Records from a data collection
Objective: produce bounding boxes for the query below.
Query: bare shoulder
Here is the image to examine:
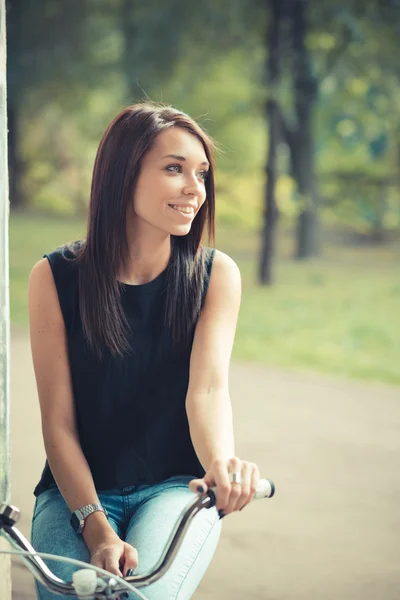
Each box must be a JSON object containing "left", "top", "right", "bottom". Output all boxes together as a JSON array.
[
  {"left": 29, "top": 257, "right": 53, "bottom": 284},
  {"left": 187, "top": 250, "right": 241, "bottom": 395},
  {"left": 212, "top": 249, "right": 240, "bottom": 275},
  {"left": 206, "top": 249, "right": 241, "bottom": 300},
  {"left": 28, "top": 258, "right": 62, "bottom": 324},
  {"left": 29, "top": 257, "right": 57, "bottom": 304},
  {"left": 28, "top": 259, "right": 76, "bottom": 431}
]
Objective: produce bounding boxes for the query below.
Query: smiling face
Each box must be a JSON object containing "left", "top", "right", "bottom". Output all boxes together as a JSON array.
[{"left": 129, "top": 126, "right": 210, "bottom": 238}]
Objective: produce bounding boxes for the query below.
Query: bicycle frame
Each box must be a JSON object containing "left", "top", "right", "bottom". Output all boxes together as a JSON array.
[
  {"left": 1, "top": 490, "right": 216, "bottom": 598},
  {"left": 0, "top": 479, "right": 274, "bottom": 599}
]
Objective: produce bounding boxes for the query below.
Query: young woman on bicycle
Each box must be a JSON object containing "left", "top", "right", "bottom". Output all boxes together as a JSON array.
[{"left": 28, "top": 102, "right": 261, "bottom": 600}]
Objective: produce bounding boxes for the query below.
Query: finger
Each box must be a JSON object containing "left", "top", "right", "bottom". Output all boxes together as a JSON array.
[
  {"left": 90, "top": 556, "right": 101, "bottom": 571},
  {"left": 90, "top": 554, "right": 121, "bottom": 577},
  {"left": 239, "top": 463, "right": 260, "bottom": 511},
  {"left": 188, "top": 478, "right": 208, "bottom": 495},
  {"left": 105, "top": 550, "right": 123, "bottom": 577},
  {"left": 249, "top": 462, "right": 260, "bottom": 502},
  {"left": 122, "top": 543, "right": 139, "bottom": 576},
  {"left": 224, "top": 457, "right": 244, "bottom": 514},
  {"left": 231, "top": 461, "right": 253, "bottom": 512},
  {"left": 210, "top": 458, "right": 231, "bottom": 512}
]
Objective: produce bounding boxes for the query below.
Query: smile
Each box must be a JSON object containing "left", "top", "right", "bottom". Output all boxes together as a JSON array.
[{"left": 168, "top": 205, "right": 195, "bottom": 215}]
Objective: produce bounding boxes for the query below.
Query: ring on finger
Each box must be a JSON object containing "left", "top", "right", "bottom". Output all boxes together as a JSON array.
[{"left": 229, "top": 471, "right": 242, "bottom": 484}]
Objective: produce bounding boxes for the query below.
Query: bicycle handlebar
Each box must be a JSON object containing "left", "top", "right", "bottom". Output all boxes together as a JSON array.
[{"left": 0, "top": 478, "right": 275, "bottom": 599}]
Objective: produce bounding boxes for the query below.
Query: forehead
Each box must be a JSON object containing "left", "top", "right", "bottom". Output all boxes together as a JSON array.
[{"left": 150, "top": 127, "right": 207, "bottom": 161}]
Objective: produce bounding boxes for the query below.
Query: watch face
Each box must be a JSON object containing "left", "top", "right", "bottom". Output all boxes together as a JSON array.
[{"left": 70, "top": 512, "right": 82, "bottom": 533}]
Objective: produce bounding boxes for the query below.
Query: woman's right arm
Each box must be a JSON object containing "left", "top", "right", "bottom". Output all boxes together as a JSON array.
[{"left": 28, "top": 258, "right": 138, "bottom": 575}]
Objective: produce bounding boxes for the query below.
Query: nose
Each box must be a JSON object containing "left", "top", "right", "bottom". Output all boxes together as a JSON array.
[{"left": 183, "top": 174, "right": 204, "bottom": 196}]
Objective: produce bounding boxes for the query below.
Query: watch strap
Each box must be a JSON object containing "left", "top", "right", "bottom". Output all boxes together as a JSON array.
[
  {"left": 71, "top": 503, "right": 108, "bottom": 534},
  {"left": 78, "top": 503, "right": 108, "bottom": 520}
]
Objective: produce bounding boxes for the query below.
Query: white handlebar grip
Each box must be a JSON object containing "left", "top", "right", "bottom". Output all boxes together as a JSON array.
[
  {"left": 72, "top": 569, "right": 98, "bottom": 597},
  {"left": 208, "top": 478, "right": 275, "bottom": 503},
  {"left": 254, "top": 478, "right": 275, "bottom": 499}
]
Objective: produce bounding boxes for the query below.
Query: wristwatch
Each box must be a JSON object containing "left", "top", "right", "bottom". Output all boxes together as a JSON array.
[{"left": 70, "top": 503, "right": 108, "bottom": 534}]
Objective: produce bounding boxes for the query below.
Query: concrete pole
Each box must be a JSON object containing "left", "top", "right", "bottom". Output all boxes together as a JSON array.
[{"left": 0, "top": 0, "right": 11, "bottom": 597}]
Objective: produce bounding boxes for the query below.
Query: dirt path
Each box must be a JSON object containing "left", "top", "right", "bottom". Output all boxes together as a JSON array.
[{"left": 9, "top": 329, "right": 400, "bottom": 600}]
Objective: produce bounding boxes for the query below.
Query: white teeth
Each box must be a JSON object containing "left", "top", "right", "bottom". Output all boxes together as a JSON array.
[{"left": 169, "top": 205, "right": 194, "bottom": 214}]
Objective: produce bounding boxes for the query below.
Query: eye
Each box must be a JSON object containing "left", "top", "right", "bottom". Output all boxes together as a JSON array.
[
  {"left": 165, "top": 164, "right": 182, "bottom": 173},
  {"left": 198, "top": 170, "right": 209, "bottom": 181},
  {"left": 165, "top": 164, "right": 209, "bottom": 181}
]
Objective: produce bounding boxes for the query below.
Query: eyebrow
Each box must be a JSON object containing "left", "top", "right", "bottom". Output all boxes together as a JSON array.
[{"left": 161, "top": 154, "right": 210, "bottom": 167}]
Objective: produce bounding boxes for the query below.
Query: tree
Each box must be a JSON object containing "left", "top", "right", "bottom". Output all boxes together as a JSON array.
[
  {"left": 259, "top": 0, "right": 284, "bottom": 284},
  {"left": 6, "top": 0, "right": 93, "bottom": 208},
  {"left": 290, "top": 0, "right": 319, "bottom": 258}
]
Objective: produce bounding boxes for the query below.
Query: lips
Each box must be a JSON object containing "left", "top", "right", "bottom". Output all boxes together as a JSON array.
[{"left": 168, "top": 204, "right": 196, "bottom": 215}]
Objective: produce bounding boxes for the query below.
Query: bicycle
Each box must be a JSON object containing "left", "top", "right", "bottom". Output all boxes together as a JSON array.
[{"left": 0, "top": 478, "right": 275, "bottom": 599}]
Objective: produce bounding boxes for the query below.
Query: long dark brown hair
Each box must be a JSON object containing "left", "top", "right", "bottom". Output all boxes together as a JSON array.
[{"left": 68, "top": 102, "right": 216, "bottom": 359}]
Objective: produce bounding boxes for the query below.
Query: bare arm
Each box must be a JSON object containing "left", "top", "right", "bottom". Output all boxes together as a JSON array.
[
  {"left": 28, "top": 258, "right": 115, "bottom": 551},
  {"left": 185, "top": 250, "right": 240, "bottom": 471},
  {"left": 186, "top": 250, "right": 260, "bottom": 515}
]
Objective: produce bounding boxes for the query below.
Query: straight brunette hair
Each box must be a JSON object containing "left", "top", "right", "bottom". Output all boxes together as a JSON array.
[{"left": 67, "top": 102, "right": 216, "bottom": 359}]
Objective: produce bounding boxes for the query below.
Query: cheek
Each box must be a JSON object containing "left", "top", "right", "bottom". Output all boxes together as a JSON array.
[
  {"left": 199, "top": 191, "right": 207, "bottom": 208},
  {"left": 133, "top": 175, "right": 164, "bottom": 210},
  {"left": 147, "top": 174, "right": 178, "bottom": 203}
]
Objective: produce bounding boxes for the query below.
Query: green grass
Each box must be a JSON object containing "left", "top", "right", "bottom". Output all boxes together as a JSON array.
[
  {"left": 10, "top": 213, "right": 400, "bottom": 385},
  {"left": 10, "top": 213, "right": 86, "bottom": 324}
]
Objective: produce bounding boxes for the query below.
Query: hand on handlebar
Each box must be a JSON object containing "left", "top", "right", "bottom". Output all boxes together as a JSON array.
[
  {"left": 89, "top": 532, "right": 138, "bottom": 578},
  {"left": 0, "top": 475, "right": 274, "bottom": 600},
  {"left": 189, "top": 456, "right": 261, "bottom": 517}
]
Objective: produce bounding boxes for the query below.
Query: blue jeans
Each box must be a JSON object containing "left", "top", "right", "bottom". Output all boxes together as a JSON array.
[{"left": 31, "top": 475, "right": 222, "bottom": 600}]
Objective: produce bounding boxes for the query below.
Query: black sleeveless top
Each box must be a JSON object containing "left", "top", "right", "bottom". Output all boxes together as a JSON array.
[{"left": 33, "top": 244, "right": 215, "bottom": 497}]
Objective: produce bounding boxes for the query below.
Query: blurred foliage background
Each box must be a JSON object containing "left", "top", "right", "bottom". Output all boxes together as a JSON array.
[{"left": 6, "top": 0, "right": 400, "bottom": 384}]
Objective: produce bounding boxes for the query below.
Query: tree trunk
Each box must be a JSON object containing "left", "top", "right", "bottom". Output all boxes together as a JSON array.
[
  {"left": 290, "top": 0, "right": 319, "bottom": 258},
  {"left": 120, "top": 0, "right": 137, "bottom": 102},
  {"left": 371, "top": 183, "right": 387, "bottom": 244},
  {"left": 259, "top": 0, "right": 283, "bottom": 285}
]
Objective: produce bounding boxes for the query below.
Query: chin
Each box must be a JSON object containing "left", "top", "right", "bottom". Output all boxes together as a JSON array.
[{"left": 170, "top": 224, "right": 193, "bottom": 236}]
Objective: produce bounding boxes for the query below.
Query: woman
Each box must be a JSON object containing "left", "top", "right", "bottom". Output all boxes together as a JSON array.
[{"left": 29, "top": 102, "right": 261, "bottom": 600}]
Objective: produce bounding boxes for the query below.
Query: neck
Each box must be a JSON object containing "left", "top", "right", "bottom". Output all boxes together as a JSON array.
[{"left": 118, "top": 221, "right": 171, "bottom": 286}]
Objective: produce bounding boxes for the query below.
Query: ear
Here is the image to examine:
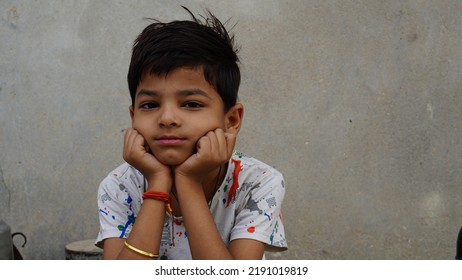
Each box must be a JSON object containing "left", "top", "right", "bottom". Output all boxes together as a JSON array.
[
  {"left": 129, "top": 105, "right": 135, "bottom": 126},
  {"left": 224, "top": 103, "right": 244, "bottom": 134}
]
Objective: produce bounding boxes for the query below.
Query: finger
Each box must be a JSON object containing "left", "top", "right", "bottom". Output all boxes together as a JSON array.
[
  {"left": 207, "top": 130, "right": 220, "bottom": 154},
  {"left": 126, "top": 129, "right": 139, "bottom": 152},
  {"left": 133, "top": 133, "right": 146, "bottom": 151},
  {"left": 123, "top": 128, "right": 135, "bottom": 158},
  {"left": 123, "top": 128, "right": 133, "bottom": 146},
  {"left": 196, "top": 135, "right": 211, "bottom": 158},
  {"left": 124, "top": 128, "right": 138, "bottom": 143},
  {"left": 224, "top": 132, "right": 237, "bottom": 157},
  {"left": 145, "top": 143, "right": 152, "bottom": 154},
  {"left": 214, "top": 128, "right": 228, "bottom": 159},
  {"left": 124, "top": 128, "right": 145, "bottom": 160}
]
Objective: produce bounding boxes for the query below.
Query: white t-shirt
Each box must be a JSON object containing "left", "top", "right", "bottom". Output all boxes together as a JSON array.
[{"left": 96, "top": 151, "right": 287, "bottom": 259}]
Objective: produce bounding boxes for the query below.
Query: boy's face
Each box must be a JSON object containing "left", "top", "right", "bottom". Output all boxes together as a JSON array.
[{"left": 130, "top": 67, "right": 239, "bottom": 166}]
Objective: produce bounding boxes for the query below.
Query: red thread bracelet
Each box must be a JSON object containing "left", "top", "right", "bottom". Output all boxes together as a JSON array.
[
  {"left": 142, "top": 190, "right": 175, "bottom": 246},
  {"left": 142, "top": 191, "right": 173, "bottom": 213}
]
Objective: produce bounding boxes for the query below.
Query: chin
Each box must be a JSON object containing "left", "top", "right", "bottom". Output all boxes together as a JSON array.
[
  {"left": 154, "top": 152, "right": 191, "bottom": 167},
  {"left": 160, "top": 158, "right": 187, "bottom": 167}
]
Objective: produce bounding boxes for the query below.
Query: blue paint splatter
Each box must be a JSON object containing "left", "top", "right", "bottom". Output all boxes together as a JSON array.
[{"left": 118, "top": 213, "right": 135, "bottom": 238}]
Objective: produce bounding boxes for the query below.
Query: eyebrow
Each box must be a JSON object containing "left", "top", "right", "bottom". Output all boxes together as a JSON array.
[
  {"left": 136, "top": 88, "right": 212, "bottom": 100},
  {"left": 137, "top": 89, "right": 160, "bottom": 98},
  {"left": 177, "top": 88, "right": 212, "bottom": 99}
]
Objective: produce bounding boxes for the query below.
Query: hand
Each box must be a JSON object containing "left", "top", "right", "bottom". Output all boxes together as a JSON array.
[
  {"left": 175, "top": 128, "right": 236, "bottom": 183},
  {"left": 123, "top": 128, "right": 172, "bottom": 187}
]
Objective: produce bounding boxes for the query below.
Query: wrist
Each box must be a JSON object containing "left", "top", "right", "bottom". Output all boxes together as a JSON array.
[
  {"left": 146, "top": 175, "right": 172, "bottom": 193},
  {"left": 142, "top": 191, "right": 173, "bottom": 214},
  {"left": 174, "top": 175, "right": 203, "bottom": 195},
  {"left": 174, "top": 173, "right": 201, "bottom": 185}
]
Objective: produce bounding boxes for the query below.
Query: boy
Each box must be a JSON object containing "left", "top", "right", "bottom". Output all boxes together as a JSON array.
[{"left": 96, "top": 7, "right": 287, "bottom": 259}]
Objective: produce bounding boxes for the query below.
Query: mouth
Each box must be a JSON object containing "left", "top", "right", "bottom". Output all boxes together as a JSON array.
[{"left": 155, "top": 136, "right": 186, "bottom": 145}]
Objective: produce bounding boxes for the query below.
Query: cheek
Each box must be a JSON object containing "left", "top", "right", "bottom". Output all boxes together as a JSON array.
[
  {"left": 196, "top": 114, "right": 226, "bottom": 130},
  {"left": 131, "top": 120, "right": 141, "bottom": 131},
  {"left": 194, "top": 122, "right": 226, "bottom": 139},
  {"left": 131, "top": 118, "right": 151, "bottom": 136}
]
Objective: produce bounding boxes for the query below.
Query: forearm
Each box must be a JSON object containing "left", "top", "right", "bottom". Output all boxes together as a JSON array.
[
  {"left": 176, "top": 178, "right": 234, "bottom": 260},
  {"left": 115, "top": 179, "right": 171, "bottom": 260}
]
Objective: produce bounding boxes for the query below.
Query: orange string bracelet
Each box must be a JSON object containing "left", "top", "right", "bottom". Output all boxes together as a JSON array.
[
  {"left": 142, "top": 191, "right": 173, "bottom": 213},
  {"left": 142, "top": 191, "right": 175, "bottom": 246}
]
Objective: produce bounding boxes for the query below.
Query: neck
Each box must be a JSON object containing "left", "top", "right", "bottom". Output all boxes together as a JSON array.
[
  {"left": 170, "top": 163, "right": 227, "bottom": 208},
  {"left": 203, "top": 163, "right": 227, "bottom": 203}
]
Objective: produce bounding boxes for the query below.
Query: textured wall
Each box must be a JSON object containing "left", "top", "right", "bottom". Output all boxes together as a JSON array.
[{"left": 1, "top": 0, "right": 461, "bottom": 259}]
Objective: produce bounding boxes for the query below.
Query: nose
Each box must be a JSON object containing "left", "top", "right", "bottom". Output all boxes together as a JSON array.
[{"left": 158, "top": 104, "right": 180, "bottom": 128}]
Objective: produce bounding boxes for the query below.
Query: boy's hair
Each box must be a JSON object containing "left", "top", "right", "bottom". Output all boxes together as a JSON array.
[{"left": 128, "top": 7, "right": 240, "bottom": 112}]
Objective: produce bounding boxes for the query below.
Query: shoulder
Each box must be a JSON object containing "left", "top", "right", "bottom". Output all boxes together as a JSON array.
[
  {"left": 229, "top": 151, "right": 286, "bottom": 204},
  {"left": 231, "top": 151, "right": 284, "bottom": 186},
  {"left": 223, "top": 152, "right": 288, "bottom": 250},
  {"left": 98, "top": 162, "right": 146, "bottom": 199}
]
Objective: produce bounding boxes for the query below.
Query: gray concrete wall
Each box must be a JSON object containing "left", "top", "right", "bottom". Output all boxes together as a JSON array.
[{"left": 1, "top": 0, "right": 461, "bottom": 259}]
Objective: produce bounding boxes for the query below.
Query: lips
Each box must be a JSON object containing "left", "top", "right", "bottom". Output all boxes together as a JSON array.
[{"left": 155, "top": 136, "right": 186, "bottom": 145}]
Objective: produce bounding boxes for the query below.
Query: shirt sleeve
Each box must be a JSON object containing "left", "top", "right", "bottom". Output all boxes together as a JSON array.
[
  {"left": 95, "top": 172, "right": 138, "bottom": 248},
  {"left": 230, "top": 167, "right": 288, "bottom": 251}
]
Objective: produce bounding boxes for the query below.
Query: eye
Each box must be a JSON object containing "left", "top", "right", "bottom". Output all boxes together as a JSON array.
[
  {"left": 183, "top": 102, "right": 203, "bottom": 109},
  {"left": 140, "top": 102, "right": 158, "bottom": 110}
]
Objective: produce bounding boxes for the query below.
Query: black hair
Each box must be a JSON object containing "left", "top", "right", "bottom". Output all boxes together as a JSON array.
[{"left": 127, "top": 6, "right": 240, "bottom": 112}]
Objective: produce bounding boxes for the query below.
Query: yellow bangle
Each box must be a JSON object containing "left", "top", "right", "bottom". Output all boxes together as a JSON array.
[{"left": 124, "top": 241, "right": 159, "bottom": 259}]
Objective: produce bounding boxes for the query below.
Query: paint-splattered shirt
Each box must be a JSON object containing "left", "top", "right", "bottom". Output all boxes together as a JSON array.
[{"left": 96, "top": 151, "right": 287, "bottom": 259}]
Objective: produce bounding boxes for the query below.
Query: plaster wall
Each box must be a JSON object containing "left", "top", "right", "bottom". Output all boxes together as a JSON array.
[{"left": 1, "top": 0, "right": 461, "bottom": 259}]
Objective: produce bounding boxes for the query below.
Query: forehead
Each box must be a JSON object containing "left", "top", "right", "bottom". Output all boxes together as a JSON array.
[{"left": 135, "top": 67, "right": 223, "bottom": 102}]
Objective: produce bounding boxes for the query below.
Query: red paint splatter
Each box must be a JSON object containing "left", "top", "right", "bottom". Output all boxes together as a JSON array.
[
  {"left": 247, "top": 226, "right": 256, "bottom": 233},
  {"left": 226, "top": 159, "right": 242, "bottom": 208}
]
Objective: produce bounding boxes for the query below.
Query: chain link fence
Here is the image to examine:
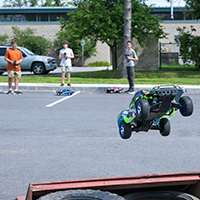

• Task objective: Of the entries above, repeat exactly the lines from the line with "Query: green grass" through the line with "Query: blurred foliage background", both of them included.

• Solved exercise:
Query: green grass
Each box must be a JSON object containing "left", "top", "right", "bottom". Output all boxes together as a JSON array.
[
  {"left": 10, "top": 213, "right": 400, "bottom": 385},
  {"left": 10, "top": 213, "right": 86, "bottom": 324}
]
Objective: produce bounding boxes for the query below.
Query: hand on handlebar
Each box must be a JSON object containing "left", "top", "right", "bottom". Output all boxes together as a JSON array.
[
  {"left": 89, "top": 532, "right": 138, "bottom": 578},
  {"left": 0, "top": 475, "right": 274, "bottom": 600},
  {"left": 189, "top": 456, "right": 261, "bottom": 517}
]
Objective: produce bounding boxes for the query below.
Query: blue jeans
Each box must be a JSON object containing "left", "top", "right", "bottom". Output all boxes together as a JSON array.
[{"left": 31, "top": 475, "right": 222, "bottom": 600}]
Objective: produce bounding boxes for the query below.
Query: black sleeveless top
Each box must be a JSON object containing "left", "top", "right", "bottom". Output all boxes together as a JSON array.
[{"left": 33, "top": 244, "right": 215, "bottom": 497}]
Objective: produce bounding boxes for the query below.
Query: blurred foliage background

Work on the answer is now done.